GIVEN TEXT
......
This is software that you download from the internet; many refer to this as freeware. I don’t worry too much about backing this up. If they are needed in the future simply visit the Publisher’s site and download the latest version. To conserve disk space, I almost always delete these files after installing them.
Here I refer to the software that is paid for and downloaded, not the software on CDs and DVDs. Most Publisher’s will allow you to download the software in case it’s lost. But what happens if the Publisher goes out of business. Or more often, they discontinue the version you purchased and it’s no longer available for download. I recommend backing up all software that is purchased, along with the Keys and Serial Numbers. This can be accomplished in many ways. I use a combination of all the below.
- Under the “My Documents” folder, create a Software subfolder. This will be included as part of your backup plan as discussed earlier.
- Large .iso files can be burned to DVD and stored for safe keeping. Once saved to DVD, they can be deleted to free up hard drive space.
- Create Software DVDs, that include as much as you can fit on the DVDs, and free up space on your hard drive. The more data you can offload onto DVDs the better, for many reasons: Faster virus scans, faster backups, and faster defrags.
- Purchase a large external drive (1TB or 2TB) and keep all your backups on it. Now you’re cooking! But remember, if this is your only copy, you may still want to copy your purchased software to DVDs or another drive.
This software is installed on the main drive, the one that runs your Operating System (Windows 7 for me), and the applications that make your computer useful. A lot of time is spent organizing your computer, installing software and updates, organizing your Music and Photo libraries, and perhaps customizing your desktop with some cool themes and gadgets. Everything is working just the way you like. If it could only stay that way. Well I’m here to tell you that it can, by creating full drive backups. This is also referred to as creating a drive image. If you have a separate backup plan for your documents, then you may only need to image your main drive.
......
WHAT TO DO
1 > Copy the stretch of the passage on backing up software from "- Purchase a" through "your main drive.".
2 > Pick up the passage on backing up software at its last sentence and continue writing from there.
......
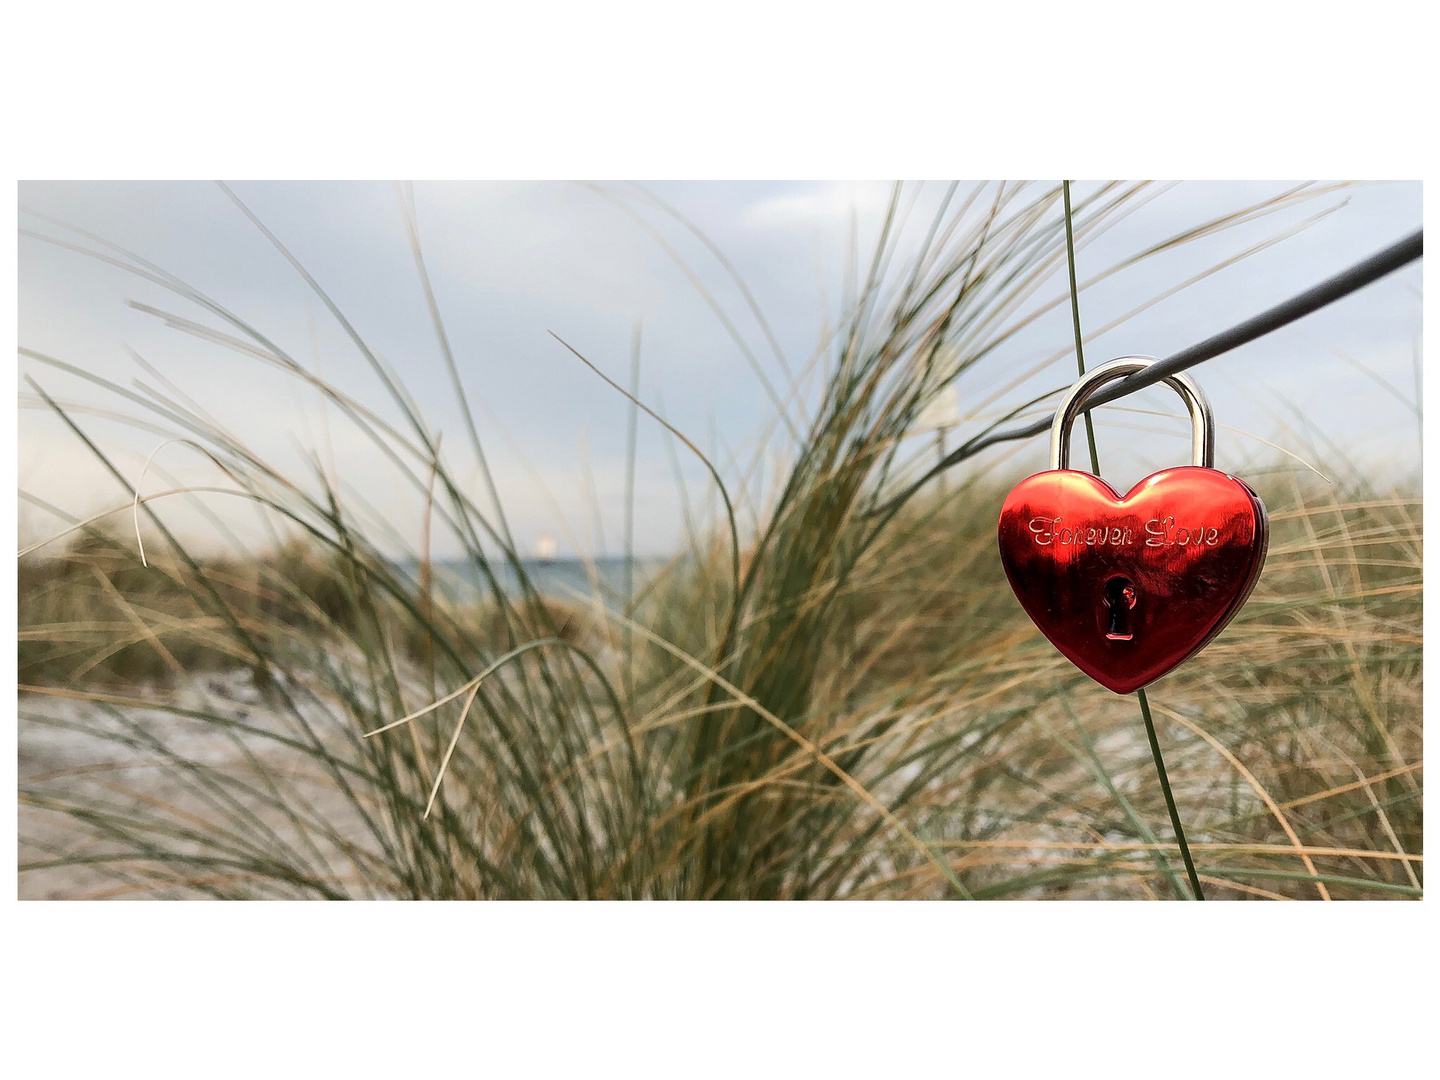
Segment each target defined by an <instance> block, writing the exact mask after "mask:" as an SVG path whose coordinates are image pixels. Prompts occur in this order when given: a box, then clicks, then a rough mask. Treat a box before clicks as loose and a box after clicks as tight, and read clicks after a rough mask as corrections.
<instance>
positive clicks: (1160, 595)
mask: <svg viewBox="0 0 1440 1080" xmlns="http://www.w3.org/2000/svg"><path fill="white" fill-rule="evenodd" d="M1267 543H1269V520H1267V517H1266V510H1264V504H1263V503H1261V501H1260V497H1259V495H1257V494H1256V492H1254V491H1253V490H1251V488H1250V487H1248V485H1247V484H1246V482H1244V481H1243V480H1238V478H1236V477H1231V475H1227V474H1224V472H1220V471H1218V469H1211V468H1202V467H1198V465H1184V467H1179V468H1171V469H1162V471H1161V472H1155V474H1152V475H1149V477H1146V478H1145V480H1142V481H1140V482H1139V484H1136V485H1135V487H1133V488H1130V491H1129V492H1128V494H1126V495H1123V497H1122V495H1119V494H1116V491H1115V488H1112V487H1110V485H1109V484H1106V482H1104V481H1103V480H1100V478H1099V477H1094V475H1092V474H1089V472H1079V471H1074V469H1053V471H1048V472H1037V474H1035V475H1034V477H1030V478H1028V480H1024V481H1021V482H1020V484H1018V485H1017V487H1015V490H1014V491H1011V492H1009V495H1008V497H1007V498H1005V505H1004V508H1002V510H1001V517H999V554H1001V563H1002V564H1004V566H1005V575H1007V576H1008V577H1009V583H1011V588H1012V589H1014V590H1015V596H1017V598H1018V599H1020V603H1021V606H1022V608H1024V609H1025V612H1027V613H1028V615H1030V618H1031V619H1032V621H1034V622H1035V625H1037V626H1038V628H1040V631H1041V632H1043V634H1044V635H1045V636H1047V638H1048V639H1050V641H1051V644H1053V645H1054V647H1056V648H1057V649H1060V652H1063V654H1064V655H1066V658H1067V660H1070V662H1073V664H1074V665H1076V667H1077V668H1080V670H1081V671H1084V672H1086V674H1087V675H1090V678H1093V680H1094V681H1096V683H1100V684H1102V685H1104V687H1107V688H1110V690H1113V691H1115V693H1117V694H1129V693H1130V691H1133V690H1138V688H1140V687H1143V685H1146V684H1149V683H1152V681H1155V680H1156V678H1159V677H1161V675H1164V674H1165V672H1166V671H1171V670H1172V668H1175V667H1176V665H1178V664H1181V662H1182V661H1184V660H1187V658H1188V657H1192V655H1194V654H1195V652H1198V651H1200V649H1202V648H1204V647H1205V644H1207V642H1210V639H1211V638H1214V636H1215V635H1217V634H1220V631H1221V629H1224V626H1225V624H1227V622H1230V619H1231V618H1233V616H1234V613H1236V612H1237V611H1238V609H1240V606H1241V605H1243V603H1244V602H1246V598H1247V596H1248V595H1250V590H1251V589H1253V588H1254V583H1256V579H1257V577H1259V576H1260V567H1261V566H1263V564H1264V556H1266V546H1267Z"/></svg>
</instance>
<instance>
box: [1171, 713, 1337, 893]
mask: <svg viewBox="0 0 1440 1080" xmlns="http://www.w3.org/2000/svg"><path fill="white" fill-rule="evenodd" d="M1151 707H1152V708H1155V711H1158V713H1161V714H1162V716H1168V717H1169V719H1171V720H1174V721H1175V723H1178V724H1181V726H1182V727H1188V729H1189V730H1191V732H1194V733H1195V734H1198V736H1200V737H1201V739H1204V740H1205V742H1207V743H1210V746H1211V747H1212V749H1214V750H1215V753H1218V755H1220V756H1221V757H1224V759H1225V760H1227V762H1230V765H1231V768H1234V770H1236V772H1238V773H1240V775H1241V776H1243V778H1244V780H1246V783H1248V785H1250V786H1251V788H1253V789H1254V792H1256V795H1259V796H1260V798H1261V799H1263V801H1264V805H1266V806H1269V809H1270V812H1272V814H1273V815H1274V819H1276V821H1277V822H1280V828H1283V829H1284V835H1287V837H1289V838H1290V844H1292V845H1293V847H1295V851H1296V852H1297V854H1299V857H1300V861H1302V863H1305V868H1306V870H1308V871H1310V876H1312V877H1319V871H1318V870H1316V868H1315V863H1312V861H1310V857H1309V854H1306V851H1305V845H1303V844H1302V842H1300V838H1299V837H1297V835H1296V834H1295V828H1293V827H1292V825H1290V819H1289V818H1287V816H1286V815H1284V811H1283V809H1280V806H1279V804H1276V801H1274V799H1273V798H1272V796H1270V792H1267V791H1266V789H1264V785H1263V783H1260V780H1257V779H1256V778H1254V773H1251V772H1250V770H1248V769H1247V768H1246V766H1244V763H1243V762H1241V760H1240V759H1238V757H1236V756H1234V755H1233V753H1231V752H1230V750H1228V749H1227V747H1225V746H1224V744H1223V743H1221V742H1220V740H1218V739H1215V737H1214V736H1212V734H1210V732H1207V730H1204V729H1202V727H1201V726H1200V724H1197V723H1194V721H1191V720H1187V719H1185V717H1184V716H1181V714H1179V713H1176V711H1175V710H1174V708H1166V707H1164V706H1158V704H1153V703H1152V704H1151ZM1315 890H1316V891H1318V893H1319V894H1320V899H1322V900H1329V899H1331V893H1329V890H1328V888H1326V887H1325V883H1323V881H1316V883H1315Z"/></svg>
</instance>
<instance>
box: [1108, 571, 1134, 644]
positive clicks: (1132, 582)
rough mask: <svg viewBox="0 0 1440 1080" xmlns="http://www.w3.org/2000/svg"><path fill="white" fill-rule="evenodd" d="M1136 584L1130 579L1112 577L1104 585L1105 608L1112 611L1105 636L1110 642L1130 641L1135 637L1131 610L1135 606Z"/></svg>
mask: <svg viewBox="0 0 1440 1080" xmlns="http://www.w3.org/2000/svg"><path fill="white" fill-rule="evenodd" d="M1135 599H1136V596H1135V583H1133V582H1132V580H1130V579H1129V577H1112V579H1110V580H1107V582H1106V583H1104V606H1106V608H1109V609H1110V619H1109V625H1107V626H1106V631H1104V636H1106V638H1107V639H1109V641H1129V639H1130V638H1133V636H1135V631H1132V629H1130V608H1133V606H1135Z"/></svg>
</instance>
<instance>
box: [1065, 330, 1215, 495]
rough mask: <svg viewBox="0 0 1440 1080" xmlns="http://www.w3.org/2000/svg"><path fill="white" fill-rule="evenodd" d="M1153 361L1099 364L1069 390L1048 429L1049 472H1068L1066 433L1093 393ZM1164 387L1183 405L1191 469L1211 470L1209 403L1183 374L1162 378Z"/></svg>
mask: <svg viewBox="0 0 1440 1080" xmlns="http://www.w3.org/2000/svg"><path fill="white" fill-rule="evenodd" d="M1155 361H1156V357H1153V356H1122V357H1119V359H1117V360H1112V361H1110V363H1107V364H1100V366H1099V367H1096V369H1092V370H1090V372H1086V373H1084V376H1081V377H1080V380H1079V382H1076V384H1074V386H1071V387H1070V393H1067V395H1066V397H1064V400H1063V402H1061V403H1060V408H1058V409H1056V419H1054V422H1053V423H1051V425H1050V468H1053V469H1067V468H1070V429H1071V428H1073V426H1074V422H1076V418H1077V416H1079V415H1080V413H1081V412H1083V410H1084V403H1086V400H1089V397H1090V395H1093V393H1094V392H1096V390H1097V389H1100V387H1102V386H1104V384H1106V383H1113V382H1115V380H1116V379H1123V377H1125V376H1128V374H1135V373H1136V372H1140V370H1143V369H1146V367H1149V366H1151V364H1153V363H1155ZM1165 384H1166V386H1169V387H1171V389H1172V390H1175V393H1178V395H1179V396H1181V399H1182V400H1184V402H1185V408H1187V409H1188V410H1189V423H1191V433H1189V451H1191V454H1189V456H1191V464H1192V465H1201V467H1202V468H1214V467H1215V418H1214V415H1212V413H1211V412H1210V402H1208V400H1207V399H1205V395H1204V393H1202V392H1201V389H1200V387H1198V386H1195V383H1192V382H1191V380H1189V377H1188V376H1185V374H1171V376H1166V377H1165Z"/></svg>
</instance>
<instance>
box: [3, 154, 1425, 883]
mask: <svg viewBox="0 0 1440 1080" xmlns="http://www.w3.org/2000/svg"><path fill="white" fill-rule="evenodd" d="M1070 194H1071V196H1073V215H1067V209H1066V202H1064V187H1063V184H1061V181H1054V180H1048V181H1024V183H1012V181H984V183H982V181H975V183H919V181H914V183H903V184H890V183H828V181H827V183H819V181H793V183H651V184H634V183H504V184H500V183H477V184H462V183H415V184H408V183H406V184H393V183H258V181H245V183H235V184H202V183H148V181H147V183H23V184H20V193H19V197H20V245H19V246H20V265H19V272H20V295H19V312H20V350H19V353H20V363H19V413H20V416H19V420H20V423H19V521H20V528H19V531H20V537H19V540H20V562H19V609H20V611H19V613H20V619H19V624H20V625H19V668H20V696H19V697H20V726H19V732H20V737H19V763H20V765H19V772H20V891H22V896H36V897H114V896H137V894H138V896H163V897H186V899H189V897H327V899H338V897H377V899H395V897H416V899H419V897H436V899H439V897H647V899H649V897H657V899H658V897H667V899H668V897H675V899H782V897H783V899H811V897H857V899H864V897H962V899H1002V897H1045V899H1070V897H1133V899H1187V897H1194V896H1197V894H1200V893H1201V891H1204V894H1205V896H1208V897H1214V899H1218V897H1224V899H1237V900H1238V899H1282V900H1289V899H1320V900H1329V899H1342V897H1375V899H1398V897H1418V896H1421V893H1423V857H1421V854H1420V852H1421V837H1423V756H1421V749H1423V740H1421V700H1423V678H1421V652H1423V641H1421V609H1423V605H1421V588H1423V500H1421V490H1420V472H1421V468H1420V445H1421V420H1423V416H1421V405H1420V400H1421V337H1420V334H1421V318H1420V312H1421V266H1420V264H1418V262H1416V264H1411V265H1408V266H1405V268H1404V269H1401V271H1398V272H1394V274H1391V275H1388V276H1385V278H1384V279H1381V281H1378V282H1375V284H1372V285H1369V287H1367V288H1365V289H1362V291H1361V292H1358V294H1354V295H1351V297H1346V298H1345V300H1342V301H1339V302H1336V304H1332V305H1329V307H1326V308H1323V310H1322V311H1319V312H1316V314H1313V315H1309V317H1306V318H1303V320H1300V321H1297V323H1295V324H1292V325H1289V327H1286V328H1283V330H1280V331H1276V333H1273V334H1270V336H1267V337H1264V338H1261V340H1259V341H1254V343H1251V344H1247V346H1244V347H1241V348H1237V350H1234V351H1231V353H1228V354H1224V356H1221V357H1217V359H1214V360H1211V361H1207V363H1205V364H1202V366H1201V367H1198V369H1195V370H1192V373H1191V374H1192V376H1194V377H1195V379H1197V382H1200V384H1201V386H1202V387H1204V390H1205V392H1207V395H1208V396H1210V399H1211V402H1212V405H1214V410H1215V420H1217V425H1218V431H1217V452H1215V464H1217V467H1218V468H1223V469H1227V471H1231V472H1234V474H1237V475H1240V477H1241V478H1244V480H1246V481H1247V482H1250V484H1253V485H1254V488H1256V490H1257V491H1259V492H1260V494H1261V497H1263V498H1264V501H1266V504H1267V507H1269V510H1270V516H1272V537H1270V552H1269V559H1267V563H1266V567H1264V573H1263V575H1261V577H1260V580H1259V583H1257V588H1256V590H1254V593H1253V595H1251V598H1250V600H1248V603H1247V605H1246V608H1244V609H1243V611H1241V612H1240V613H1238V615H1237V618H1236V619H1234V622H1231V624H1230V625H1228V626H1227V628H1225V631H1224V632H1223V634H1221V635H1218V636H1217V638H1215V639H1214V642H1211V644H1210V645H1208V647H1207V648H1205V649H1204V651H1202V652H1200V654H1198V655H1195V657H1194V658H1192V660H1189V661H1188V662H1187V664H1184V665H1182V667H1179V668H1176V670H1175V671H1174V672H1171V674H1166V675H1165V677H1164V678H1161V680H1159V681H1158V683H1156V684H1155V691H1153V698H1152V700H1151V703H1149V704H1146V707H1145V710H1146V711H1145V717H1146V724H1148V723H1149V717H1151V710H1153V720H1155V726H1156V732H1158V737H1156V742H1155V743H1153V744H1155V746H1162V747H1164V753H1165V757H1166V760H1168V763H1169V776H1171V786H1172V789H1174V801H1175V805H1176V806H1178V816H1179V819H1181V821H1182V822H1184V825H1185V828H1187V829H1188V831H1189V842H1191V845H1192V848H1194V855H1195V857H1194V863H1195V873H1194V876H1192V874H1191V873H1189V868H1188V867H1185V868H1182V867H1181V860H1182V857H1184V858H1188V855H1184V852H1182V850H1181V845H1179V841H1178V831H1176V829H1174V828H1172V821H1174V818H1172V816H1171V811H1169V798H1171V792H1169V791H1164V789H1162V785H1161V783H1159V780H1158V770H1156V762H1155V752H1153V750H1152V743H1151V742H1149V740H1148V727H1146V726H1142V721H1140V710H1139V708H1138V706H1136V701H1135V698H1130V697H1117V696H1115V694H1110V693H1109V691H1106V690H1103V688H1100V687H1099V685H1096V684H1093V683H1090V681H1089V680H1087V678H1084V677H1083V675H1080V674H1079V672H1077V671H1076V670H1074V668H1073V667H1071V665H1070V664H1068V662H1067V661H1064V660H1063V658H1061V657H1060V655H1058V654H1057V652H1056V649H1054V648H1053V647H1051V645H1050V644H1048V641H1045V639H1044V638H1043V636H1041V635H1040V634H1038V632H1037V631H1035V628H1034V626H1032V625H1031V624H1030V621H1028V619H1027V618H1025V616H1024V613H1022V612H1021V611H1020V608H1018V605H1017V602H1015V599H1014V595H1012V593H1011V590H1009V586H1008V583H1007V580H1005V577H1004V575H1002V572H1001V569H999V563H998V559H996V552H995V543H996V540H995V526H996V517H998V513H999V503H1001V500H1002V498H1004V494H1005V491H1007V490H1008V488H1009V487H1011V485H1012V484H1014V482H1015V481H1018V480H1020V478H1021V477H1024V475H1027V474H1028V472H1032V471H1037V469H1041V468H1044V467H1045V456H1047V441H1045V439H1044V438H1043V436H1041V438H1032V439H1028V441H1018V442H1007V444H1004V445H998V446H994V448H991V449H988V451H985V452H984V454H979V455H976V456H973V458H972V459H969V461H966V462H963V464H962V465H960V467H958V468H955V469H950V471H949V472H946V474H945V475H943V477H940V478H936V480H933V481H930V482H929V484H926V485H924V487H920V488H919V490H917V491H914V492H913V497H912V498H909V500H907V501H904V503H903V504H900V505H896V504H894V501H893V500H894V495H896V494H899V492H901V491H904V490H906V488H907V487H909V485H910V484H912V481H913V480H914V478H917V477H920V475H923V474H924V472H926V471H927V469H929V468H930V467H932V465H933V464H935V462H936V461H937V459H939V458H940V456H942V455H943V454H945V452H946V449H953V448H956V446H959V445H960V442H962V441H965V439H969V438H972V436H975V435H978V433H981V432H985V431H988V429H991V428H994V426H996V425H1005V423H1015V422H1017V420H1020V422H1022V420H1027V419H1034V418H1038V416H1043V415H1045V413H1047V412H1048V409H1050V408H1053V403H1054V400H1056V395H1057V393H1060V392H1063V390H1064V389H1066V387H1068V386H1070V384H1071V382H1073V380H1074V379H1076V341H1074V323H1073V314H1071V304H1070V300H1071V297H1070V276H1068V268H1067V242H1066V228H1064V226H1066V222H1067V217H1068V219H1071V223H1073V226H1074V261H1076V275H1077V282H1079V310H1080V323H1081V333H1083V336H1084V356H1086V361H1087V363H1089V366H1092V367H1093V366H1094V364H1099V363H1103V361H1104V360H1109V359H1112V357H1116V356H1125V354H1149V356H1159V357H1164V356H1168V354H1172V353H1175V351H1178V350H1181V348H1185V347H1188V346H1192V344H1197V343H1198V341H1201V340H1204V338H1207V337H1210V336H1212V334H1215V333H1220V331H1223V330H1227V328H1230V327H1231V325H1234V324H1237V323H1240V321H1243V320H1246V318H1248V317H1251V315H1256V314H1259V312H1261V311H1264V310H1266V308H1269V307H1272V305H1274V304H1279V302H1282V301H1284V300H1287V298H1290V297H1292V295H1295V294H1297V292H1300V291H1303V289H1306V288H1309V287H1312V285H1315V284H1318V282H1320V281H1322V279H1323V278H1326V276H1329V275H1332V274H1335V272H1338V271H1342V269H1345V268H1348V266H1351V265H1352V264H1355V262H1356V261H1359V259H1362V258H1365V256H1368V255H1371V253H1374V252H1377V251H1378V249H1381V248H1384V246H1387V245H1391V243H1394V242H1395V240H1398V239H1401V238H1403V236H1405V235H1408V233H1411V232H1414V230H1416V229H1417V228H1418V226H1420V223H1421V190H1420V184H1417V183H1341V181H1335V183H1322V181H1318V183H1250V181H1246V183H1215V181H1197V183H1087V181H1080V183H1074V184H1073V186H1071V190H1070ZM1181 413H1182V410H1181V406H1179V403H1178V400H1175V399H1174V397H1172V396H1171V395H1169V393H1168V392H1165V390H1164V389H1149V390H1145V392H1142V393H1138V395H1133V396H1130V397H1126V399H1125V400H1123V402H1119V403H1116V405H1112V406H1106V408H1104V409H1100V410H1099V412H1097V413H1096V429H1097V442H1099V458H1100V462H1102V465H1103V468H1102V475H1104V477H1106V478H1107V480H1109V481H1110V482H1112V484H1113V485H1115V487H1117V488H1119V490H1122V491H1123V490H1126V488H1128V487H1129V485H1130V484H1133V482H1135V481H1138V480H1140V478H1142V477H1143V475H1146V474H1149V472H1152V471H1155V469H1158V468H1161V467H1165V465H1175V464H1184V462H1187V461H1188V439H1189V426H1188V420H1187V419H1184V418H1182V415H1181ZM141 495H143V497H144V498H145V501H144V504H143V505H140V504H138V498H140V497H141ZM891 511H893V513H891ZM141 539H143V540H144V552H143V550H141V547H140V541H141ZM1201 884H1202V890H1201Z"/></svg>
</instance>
......
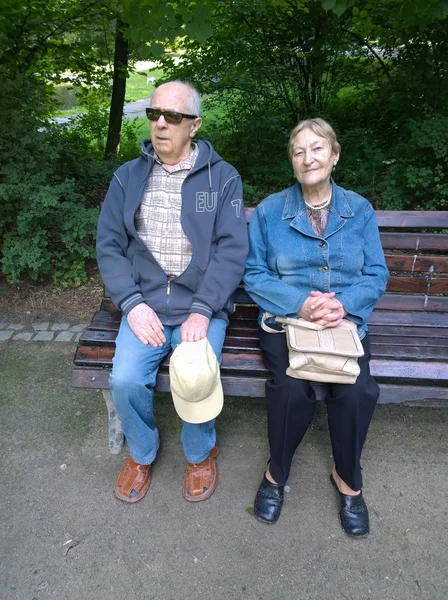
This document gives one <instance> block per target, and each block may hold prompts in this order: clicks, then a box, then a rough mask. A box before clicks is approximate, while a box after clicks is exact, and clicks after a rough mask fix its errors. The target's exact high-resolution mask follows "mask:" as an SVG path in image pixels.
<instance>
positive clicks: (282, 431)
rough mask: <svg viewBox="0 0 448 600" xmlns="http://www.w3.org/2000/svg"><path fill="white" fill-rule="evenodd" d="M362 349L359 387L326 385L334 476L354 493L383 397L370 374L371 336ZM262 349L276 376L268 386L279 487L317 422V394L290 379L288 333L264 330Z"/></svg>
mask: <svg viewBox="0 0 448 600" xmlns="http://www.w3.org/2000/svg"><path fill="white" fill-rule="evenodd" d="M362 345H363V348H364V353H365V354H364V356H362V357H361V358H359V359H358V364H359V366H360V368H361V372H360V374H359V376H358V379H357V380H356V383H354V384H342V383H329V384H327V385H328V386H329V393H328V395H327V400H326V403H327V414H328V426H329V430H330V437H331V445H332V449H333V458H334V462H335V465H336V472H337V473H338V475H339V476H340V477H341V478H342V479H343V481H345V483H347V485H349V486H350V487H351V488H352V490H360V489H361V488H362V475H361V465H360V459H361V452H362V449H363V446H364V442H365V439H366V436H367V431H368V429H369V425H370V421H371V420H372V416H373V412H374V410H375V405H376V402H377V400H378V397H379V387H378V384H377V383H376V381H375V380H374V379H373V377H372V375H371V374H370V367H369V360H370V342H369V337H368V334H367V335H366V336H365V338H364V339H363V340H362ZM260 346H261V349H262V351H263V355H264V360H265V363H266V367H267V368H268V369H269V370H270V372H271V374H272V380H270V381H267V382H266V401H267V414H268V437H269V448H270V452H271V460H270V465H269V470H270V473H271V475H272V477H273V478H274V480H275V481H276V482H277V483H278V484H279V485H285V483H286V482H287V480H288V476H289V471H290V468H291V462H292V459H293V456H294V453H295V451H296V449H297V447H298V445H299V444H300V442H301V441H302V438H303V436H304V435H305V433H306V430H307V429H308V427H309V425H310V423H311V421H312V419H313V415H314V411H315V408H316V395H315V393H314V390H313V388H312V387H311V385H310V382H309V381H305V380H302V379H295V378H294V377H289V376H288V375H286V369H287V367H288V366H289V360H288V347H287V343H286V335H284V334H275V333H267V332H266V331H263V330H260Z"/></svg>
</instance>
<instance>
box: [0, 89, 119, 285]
......
OUTPUTS BY TASK
1 >
- Purchase a large external drive (1TB or 2TB) and keep all your backups on it. Now you’re cooking! But remember, if this is your only copy, you may still want to copy your purchased software to DVDs or another drive.
This software is installed on the main drive, the one that runs your Operating System (Windows 7 for me), and the applications that make your computer useful. A lot of time is spent organizing your computer, installing software and updates, organizing your Music and Photo libraries, and perhaps customizing your desktop with some cool themes and gadgets. Everything is working just the way you like. If it could only stay that way. Well I’m here to tell you that it can, by creating full drive backups. This is also referred to as creating a drive image. If you have a separate backup plan for your documents, then you may only need to image your main drive.

2 >
I have been using Acronis True Image for many years and has worked very well for me. There are other products that do the same thing. Norton Ghost is one example, but there are many available, both free and commercial.
A word of caution: When it comes to data backups, I prefer to pay for a commercial product. I’ve tested many free and open source products, but have yet to find one I feel will protect my data in case of disaster. I’ve restored my system numerous times with Acronis True Image and trust it will work when needed.
I use Acronis True Image to create a full drive backup image once I have my system working the way I like. Then an occasional incremental backup is performed, generally after a new software installation has been tested for a few days. If disaster strikes, the system can be restored back to the state it was in during any of the backups. Remember when I said I keep my “My Documents” folder on a separate drive. Here is another benefit. Restoring my main drive does not have affect my personal documents. Imagine making weeks or months of changes to your documents and then having to restore your main drive. If these documents were kept on the main drive, then I would restore old copies. Then the newer copies would have to be restored from you backup. I prefer to just avoid this altogether.